_EXERCISE GOAL_: Return the data below in full, exactly as it stands.

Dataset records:
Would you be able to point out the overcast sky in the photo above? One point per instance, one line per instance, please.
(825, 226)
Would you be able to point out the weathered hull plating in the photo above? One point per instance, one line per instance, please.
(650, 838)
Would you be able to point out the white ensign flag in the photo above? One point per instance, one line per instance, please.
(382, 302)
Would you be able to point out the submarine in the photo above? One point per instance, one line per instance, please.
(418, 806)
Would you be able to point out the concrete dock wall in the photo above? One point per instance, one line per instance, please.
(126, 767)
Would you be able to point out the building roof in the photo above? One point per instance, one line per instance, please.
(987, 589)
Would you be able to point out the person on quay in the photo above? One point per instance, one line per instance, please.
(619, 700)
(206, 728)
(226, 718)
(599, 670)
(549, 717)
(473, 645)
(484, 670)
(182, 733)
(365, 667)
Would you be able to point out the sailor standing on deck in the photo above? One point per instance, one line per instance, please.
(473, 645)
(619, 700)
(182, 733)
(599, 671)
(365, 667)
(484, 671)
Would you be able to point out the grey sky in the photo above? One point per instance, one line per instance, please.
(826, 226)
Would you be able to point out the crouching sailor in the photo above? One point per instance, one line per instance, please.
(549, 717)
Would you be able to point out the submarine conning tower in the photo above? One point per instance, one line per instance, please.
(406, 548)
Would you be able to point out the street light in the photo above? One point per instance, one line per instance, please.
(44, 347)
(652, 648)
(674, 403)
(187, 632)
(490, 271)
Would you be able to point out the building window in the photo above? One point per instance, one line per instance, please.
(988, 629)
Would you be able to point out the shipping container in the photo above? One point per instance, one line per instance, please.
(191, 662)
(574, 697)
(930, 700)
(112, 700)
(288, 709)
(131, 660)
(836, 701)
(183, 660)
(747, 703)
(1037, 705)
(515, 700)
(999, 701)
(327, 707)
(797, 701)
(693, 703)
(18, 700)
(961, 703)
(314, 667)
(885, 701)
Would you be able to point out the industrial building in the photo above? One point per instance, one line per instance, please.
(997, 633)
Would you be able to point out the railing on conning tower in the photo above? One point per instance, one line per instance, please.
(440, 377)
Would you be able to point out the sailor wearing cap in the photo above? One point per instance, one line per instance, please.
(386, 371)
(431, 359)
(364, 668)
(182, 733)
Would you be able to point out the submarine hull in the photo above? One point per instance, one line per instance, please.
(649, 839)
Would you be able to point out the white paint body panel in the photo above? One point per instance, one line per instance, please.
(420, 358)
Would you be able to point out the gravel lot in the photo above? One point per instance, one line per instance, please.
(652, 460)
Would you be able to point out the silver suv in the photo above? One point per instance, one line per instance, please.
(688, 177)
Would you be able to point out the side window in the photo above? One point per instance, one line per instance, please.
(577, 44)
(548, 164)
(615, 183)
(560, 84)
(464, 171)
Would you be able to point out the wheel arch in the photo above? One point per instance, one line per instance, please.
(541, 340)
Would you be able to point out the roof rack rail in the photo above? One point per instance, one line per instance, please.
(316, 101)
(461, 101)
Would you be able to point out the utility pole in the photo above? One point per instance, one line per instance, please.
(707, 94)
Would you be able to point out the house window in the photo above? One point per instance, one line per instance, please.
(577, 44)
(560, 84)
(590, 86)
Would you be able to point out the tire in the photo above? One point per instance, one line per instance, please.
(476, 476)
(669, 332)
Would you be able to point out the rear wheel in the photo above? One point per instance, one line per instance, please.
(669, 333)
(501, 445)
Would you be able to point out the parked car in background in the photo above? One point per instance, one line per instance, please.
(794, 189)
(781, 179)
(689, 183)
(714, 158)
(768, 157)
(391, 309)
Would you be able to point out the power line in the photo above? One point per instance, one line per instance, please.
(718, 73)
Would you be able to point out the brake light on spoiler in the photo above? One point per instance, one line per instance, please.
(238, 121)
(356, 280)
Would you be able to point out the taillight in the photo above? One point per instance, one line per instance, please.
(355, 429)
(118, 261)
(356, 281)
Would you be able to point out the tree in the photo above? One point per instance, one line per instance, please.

_FINISHED TASK_:
Would you be able to point out the overcast sky in the photo above? One point per instance, one line per instance, please.
(825, 226)
Would you be able to point out the weathered hull plating in the photo above? One point per instance, one line per instance, please.
(650, 838)
Would you be able to point out the white ensign flag in the photo above? One point per instance, one line per instance, please.
(382, 302)
Would you be able to point out the submarine in the photo above? One point per instance, one line per instance, please.
(418, 806)
Would you be able to point out the concrete dock wall in the photo above? One point per instance, one line per instance, please.
(126, 767)
Would you be able to point out the building roof in the photo above? One point per instance, one line per instance, please.
(987, 589)
Would you be able to point out the person on quay in the photo above? One point per instance, one line per instance, please.
(619, 700)
(206, 728)
(226, 718)
(599, 670)
(549, 717)
(473, 645)
(484, 670)
(182, 733)
(365, 667)
Would you be able to point out the sailor standing on deck in the photo above? One point per instance, one line per instance, please.
(473, 645)
(619, 700)
(182, 733)
(599, 671)
(365, 667)
(484, 671)
Would you be able to point out the grey sky in the photo above? One point per instance, one line per instance, please.
(826, 226)
Would you be able to point out the crouching sailor in the photo above? One point per instance, one line per instance, please.
(549, 717)
Would you be able to point out the submarine conning tower in the photo above? One point per instance, one line per instance, please.
(406, 548)
Would you be able to point out the street light in the photo above? One point per instance, one line per instance, please.
(44, 347)
(652, 648)
(674, 403)
(187, 632)
(490, 271)
Would you be able to point out the building window in the photo above? One point per instance, one line per instance, please.
(988, 629)
Would you be able to point out the shipping container in the photo above? One point per instance, one line per instance, please.
(191, 662)
(574, 697)
(930, 700)
(112, 700)
(288, 709)
(131, 660)
(836, 701)
(183, 660)
(747, 703)
(1037, 705)
(515, 700)
(999, 701)
(327, 707)
(797, 701)
(693, 703)
(18, 700)
(961, 703)
(314, 667)
(885, 701)
Would you be able to point out the industrial building in the photo above? One point per instance, one line per instance, please.
(997, 633)
Would you be able to point out the railing on conning tower in the photo above? One point per instance, one line per instance, please.
(440, 377)
Would you be able to point out the sailor wearing cap in the photo above? One point per instance, one line per instance, please.
(386, 371)
(431, 359)
(364, 668)
(182, 733)
Would you be able to point out the submarine hull in the photo above? One point per instance, one line per instance, please.
(649, 839)
Would you be able to point out the white paint body panel in the photo above? One point per instance, one line per instance, please.
(420, 358)
Would you be able to point out the gravel lot in the photo above? One point per instance, one line per instance, please.
(652, 460)
Would you be able to point out the silver suv in the photo above? One point per instance, one line per instance, please.
(688, 177)
Would you be able to point out the side window in the photo above? One point per instance, one line per instance, please.
(577, 44)
(548, 164)
(615, 183)
(560, 84)
(464, 171)
Would you be able to point out the wheel arch in the photo above? One point per instance, one line per instance, please.
(541, 340)
Would you be able to point out the roof rack rail in the photo above? One point per instance, one line per instance, please.
(316, 101)
(461, 101)
Would you be able to point out the utility pole in the photo above? One point per instance, one line per instance, please.
(707, 94)
Would you be able to point out the house window in the photo above? One point per instance, one line per instance, please.
(577, 44)
(560, 84)
(590, 86)
Would you be able to point out the tire in the photo above? One point per instance, one line per instance, please.
(476, 476)
(669, 332)
Would you be able to point out the rear wheel in the photo above? One point per instance, one line per instance, please.
(669, 333)
(501, 445)
Would you be able to point out the parked car in background in the photo above? One point per instance, one line per instance, please.
(794, 189)
(781, 179)
(689, 183)
(714, 158)
(768, 157)
(391, 309)
Would you be able to point out the power line in the photo above? One point per instance, one line per instance, please.
(718, 73)
Would you be able to point out the brake light on spoiler in the photo above? One point per instance, one line per instance, please.
(238, 121)
(356, 280)
Would you be able to point out the taillight in the photo above? One point per instance, one line per instance, please.
(355, 429)
(118, 261)
(356, 281)
Would you be able to point out the tree in the photo above? One point per instance, one line per instance, please.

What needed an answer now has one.